PAGE EXCERPT.
The Singularity is probably not happening any time soon, but lately we are in the midst of a technological revolution. At last software and computing power has become so good that many tasks are becoming completely automated. Self-driving cars, robotised factories, automatic translation are already a reality. And then there's 3d printing, aeroponics, graphene. I don't know if technological progress is slowing down compared to 1900-1950, but some good stuff is coming along, and it seems it can revolutionise the way our economy is presently organised. It seems the trend is towards decentralisation. Software has to be designed only once, then shipped at no cost; 3d printing and aeroponics negate the benefits of location: you can build or grow anything anywhere.
All of this sounds very nice, but the real revolution is not in the production of potatoes and logic boards. As always, the quickest sector to make use of new technologies is the military. Already we are seeing how air forces around the world are quickly shifting from expensive manned airplanes to unmanned drones. These are cheaper, deadlier, and can be controlled remotely. One of the most interesting blogs around is Global Guerrillas, by a former US Air Force pilot turned military theorist and survivalist geek. His blog, and his uber celtic face staring at you on the homepage tell you of a future world, soon to come true, where drone swarms with millions of small weaponised insect like machines and bullet-sized missiles fly around projecting power around the world, controlled only by a handful of men in the comfort of their homes.
While swarms of killed drones aren't here yet, bullet missiles were demoed earlier this year, and I can easily imagine the Chinese Politburo using them to decapitate a protest by targeting its leaders, or the Israelis using them to harass Arab agitators. At this rate there is no doubt that the need for huge armies with millions of soldiers has disappeared. Fully autonomous robot armies may not happen yet, but software assisted remote controlled weapons are here already. A pity for fans of Gundam; you won't get to ride your attack mecha.
Now I don't think that all these advancements will totally negate the advantages of scale, there are parts of the supply chain that are prone to centralised control, and states won't downsize without a fight. But the incentives are there for easy secession. The problem with this IT revolution in production and war is that not every man has the necessary brains to design a drone or its attack algorithm. All this new technologies are designed and managed by as old time reader Zhainan calls them, the geek squad. Joe Sixpack isn't going to design a new algorithm so drone swarms can outflank their Canadian rivals. You need a good programmer team for that.
But geeks, if smart, have a problem with focus. They tend to get obsessed with trivia, and while good at incremental improvements, have a hard time at innovating from scratch. A lot of geeks are libertarian, that should tell you enough about their ability to perceive reality. The geek squad might control the new automated world, but they won't know what to do with it. Geeks need external pressure to focus their minds in reality. They need to be led.

MATERIAL SUPPLIED.

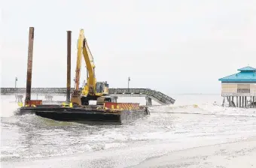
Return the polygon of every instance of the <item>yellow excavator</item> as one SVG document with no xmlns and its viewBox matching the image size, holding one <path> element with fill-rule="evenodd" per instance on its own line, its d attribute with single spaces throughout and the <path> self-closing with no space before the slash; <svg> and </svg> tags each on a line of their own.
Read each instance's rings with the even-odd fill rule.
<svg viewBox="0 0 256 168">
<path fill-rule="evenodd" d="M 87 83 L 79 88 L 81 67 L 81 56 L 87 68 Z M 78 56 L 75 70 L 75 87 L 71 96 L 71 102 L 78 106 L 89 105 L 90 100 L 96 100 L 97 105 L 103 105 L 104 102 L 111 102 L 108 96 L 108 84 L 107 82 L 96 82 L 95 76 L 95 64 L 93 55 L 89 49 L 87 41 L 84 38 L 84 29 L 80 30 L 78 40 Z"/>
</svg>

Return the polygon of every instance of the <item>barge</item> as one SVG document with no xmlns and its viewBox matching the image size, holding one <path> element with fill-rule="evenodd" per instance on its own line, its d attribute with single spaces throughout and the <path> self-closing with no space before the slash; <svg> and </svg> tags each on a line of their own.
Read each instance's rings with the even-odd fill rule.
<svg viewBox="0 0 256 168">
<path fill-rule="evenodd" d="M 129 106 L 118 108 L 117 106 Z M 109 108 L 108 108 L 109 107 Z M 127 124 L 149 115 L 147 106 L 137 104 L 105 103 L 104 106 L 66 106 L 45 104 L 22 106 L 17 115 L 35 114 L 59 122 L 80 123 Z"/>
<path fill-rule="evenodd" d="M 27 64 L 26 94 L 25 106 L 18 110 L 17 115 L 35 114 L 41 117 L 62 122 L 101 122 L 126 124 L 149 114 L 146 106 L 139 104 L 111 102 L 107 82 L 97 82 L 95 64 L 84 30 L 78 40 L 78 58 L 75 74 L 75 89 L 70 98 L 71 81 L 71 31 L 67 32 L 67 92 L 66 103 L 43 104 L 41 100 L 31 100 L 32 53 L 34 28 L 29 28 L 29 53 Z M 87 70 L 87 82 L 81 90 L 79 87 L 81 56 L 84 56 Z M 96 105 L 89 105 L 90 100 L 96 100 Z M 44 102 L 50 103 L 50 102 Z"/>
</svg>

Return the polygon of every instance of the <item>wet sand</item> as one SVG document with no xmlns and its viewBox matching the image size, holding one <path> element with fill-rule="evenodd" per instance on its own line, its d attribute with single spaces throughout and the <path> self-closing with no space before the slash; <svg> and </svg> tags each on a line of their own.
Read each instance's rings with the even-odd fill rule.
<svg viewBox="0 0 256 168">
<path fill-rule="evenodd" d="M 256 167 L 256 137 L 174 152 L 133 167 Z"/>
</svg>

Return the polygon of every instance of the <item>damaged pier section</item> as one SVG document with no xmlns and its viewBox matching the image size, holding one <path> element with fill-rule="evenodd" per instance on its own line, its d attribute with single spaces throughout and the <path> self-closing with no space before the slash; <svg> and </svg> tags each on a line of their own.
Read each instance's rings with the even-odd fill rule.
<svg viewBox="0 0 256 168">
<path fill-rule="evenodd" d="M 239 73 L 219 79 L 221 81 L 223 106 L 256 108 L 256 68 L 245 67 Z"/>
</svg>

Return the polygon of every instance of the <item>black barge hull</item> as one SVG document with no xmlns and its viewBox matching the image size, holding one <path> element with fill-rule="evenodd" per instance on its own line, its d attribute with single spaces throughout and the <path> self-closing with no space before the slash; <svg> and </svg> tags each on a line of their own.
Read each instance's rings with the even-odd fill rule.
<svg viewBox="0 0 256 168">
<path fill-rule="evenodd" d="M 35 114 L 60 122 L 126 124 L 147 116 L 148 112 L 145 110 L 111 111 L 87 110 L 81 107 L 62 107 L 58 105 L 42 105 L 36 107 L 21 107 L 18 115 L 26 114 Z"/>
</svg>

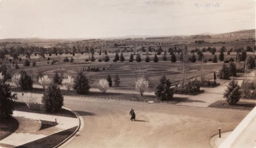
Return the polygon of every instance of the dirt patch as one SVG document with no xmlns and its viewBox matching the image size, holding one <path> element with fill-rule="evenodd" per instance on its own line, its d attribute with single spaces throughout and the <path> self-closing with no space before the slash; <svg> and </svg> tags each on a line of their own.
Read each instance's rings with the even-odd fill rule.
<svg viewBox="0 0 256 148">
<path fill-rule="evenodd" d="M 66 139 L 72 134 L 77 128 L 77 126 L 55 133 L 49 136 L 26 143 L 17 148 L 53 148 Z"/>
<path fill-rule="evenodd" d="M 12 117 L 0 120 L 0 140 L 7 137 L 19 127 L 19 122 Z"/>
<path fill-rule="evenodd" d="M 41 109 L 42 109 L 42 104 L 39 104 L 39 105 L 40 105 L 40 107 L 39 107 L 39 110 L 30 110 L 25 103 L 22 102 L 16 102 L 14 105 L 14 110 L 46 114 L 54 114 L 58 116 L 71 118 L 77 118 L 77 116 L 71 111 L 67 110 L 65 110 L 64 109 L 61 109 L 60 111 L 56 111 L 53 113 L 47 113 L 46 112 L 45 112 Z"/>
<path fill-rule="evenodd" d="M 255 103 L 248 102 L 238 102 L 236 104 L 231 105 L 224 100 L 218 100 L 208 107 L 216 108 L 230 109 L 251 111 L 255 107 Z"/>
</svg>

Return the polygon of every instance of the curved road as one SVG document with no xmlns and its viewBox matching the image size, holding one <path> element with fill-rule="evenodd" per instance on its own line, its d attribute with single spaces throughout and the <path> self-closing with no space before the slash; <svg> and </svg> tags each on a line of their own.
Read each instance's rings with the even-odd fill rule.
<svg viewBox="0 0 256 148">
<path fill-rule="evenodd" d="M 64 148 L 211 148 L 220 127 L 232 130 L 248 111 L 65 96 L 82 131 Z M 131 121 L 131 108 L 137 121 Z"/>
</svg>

--

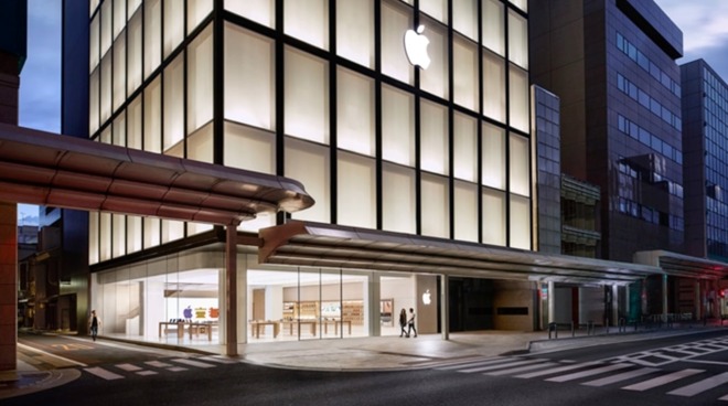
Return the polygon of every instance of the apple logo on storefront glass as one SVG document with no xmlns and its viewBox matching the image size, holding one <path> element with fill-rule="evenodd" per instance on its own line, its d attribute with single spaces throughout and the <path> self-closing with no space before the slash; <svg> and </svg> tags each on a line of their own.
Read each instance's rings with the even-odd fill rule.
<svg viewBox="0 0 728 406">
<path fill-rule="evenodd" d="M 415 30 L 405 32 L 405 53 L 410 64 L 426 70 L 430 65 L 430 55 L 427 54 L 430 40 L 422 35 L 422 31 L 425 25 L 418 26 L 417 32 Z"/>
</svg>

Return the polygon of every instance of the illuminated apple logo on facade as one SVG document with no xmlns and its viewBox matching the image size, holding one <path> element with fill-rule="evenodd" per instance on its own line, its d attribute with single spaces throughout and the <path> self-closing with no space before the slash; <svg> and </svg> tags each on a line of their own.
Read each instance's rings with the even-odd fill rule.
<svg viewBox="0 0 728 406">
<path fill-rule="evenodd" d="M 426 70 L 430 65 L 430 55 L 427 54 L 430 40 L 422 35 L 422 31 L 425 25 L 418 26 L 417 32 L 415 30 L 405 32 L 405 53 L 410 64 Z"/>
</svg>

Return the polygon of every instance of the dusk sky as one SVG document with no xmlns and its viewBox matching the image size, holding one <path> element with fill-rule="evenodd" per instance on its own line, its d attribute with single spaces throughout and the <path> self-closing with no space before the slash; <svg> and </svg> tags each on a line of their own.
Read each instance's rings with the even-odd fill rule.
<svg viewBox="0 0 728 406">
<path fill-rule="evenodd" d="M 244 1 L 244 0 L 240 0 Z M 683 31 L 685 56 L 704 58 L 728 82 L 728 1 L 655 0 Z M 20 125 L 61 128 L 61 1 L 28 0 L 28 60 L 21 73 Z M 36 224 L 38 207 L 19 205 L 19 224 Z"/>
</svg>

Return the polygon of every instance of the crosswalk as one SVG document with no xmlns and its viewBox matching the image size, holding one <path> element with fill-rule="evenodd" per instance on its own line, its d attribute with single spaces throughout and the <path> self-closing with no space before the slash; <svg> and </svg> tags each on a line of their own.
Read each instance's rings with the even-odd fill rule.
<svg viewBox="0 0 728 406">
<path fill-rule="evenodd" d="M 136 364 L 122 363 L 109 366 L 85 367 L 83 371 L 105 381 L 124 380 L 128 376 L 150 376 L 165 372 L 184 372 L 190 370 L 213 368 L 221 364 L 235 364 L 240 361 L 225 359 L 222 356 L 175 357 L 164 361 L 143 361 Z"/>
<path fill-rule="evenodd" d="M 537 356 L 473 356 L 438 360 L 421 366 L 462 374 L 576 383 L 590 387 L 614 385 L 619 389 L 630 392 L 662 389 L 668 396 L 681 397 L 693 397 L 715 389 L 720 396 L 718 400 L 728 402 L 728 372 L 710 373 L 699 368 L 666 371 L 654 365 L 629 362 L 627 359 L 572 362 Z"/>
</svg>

EXERCISES.
A. Reproduce word for word the passage of the article on automation and war from "All of this" up to and including "of their homes.".
B. Answer these from the article on automation and war:
(i) Who writes the blog Global Guerrillas, according to the article?
(ii) What weapon does the article say was demoed earlier this year?
(iii) Which reader does the article credit with the name "the geek squad"?

EXPECTED ANSWERS.
A.
All of this sounds very nice, but the real revolution is not in the production of potatoes and logic boards. As always, the quickest sector to make use of new technologies is the military. Already we are seeing how air forces around the world are quickly shifting from expensive manned airplanes to unmanned drones. These are cheaper, deadlier, and can be controlled remotely. One of the most interesting blogs around is Global Guerrillas, by a former US Air Force pilot turned military theorist and survivalist geek. His blog, and his uber celtic face staring at you on the homepage tell you of a future world, soon to come true, where drone swarms with millions of small weaponised insect like machines and bullet-sized missiles fly around projecting power around the world, controlled only by a handful of men in the comfort of their homes.

B.
(i) A former US Air Force pilot turned military theorist and survivalist geek.
(ii) Bullet missiles.
(iii) Old time reader Zhainan.